提示文 ::
%%
てる

パラダイスの夕暮れのてるのレビュー・感想・評価

パラダイスの夕暮れ(1986年製作の映画)
3.5

アキ・カウリスマキの労働者三部作の一部作目。
正直、面白いのかどうかはわからない。評価されているし、尺が短いからなんとなく観てみた。二部作目の『真夜中の虹』を観たし、なんとなしに観てみた。
やっぱり、よくわからない。自主製作に毛の生えたような作品だと思う。

なんというか、全体的にとてももっさりした作品だ。どの人も感情を表に出さないので、感情移入ができない。物語の起伏はあるのだけど、登場人物が皆が皆、淡々としているので、淡々と物語が進んでいく。
恋愛の話しなわけなんだけど、いまいち伝わらない。二人のデートのシーンも女の方が不満を抱いているようだけど、何が良くて、何が悪かったのか。退屈なのか楽しいのかよくわからない。
低所得の労働者の恋愛を描いているので、共感できるところはある。友人? からお金を借りて、高めなレストランで食事をし、ホテルに泊まる。それは彼にとっては背伸びをしたとても贅沢なデートなのに、いまいち女側の反応が薄い。
でも、なんだかんだとその男を気に入っている女。服屋の店長が悪くて、ごみ収集車の男のどこがいいのかわからない。むっつりして、もっさりしたこの男が、私はどうにも好きになれない。
%%
保存データ ::
%%
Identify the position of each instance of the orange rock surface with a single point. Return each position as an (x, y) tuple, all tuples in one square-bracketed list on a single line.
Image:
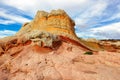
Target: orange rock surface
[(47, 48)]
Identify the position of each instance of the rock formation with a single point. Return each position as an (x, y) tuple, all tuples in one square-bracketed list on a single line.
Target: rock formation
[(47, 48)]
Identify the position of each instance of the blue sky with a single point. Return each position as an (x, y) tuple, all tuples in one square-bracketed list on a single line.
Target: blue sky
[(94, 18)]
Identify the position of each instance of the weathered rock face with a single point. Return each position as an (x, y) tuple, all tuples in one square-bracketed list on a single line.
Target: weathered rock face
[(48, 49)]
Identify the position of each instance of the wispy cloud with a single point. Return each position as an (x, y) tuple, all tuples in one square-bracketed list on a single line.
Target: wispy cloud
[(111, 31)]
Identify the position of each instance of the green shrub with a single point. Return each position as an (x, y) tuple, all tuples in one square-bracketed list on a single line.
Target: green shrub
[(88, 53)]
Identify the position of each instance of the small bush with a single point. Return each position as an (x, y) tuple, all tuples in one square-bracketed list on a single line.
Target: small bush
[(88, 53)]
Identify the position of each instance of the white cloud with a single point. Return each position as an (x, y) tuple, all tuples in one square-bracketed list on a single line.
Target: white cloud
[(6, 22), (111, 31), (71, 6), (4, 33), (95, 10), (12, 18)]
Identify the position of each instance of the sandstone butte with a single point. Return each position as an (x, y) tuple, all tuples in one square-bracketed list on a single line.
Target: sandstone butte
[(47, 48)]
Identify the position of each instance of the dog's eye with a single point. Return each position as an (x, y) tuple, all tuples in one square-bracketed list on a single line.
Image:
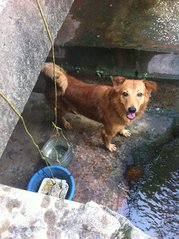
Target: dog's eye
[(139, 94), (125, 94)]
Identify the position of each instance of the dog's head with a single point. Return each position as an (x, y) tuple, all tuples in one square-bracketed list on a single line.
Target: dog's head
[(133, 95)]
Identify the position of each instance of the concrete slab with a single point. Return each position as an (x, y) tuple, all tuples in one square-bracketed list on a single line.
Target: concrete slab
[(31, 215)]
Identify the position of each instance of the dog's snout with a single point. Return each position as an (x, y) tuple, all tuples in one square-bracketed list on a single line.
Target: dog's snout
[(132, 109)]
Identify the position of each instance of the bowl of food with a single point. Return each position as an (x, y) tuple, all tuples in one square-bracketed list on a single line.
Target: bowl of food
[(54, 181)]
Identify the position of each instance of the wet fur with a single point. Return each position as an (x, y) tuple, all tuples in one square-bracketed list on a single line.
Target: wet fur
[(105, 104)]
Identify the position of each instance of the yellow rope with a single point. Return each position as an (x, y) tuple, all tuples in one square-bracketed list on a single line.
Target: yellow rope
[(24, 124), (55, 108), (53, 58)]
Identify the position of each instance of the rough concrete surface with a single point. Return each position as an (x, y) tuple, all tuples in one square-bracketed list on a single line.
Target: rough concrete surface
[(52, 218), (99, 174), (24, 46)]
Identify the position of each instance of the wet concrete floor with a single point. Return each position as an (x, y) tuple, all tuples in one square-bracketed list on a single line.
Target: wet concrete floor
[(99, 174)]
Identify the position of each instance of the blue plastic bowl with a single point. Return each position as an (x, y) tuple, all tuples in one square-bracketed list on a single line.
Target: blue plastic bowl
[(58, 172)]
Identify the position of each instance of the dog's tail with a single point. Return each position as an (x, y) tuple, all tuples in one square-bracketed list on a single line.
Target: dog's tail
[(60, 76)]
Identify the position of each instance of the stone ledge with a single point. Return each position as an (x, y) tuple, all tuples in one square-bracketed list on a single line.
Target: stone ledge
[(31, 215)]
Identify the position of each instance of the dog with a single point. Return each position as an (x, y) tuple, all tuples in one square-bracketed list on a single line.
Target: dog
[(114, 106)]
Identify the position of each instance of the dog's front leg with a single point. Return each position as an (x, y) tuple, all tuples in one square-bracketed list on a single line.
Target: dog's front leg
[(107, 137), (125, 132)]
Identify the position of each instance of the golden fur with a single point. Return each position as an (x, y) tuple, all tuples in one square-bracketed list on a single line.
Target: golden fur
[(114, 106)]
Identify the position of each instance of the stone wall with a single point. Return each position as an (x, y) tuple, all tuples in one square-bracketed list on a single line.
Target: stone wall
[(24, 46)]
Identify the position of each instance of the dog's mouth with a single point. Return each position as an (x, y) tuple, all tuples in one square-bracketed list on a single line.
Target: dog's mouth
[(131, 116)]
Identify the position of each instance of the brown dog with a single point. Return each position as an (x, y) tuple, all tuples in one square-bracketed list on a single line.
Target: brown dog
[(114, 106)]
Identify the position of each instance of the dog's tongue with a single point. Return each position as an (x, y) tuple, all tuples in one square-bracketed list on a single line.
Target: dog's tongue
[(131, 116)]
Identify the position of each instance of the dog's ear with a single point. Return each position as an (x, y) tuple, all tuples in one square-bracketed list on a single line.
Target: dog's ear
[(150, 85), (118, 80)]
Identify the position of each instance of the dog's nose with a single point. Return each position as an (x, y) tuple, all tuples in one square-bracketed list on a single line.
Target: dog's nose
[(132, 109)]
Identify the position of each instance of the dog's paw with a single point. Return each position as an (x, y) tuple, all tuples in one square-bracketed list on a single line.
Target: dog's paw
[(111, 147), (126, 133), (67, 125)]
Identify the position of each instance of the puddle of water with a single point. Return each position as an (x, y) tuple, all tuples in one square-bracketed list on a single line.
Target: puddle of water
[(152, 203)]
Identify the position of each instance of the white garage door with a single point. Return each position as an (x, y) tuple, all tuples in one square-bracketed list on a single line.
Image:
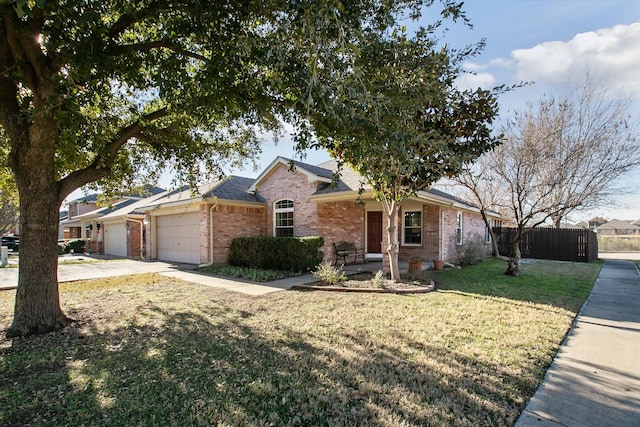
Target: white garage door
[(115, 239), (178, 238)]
%%
課題概要 ::
映画『パラダイスの夕暮れ』のレビューにおいて、労働者三部作の二部作目として挙げられている作品の題名は何ですか。 記録はこの件には一切関係いたしません。

正答 ::
『真夜中の虹』です。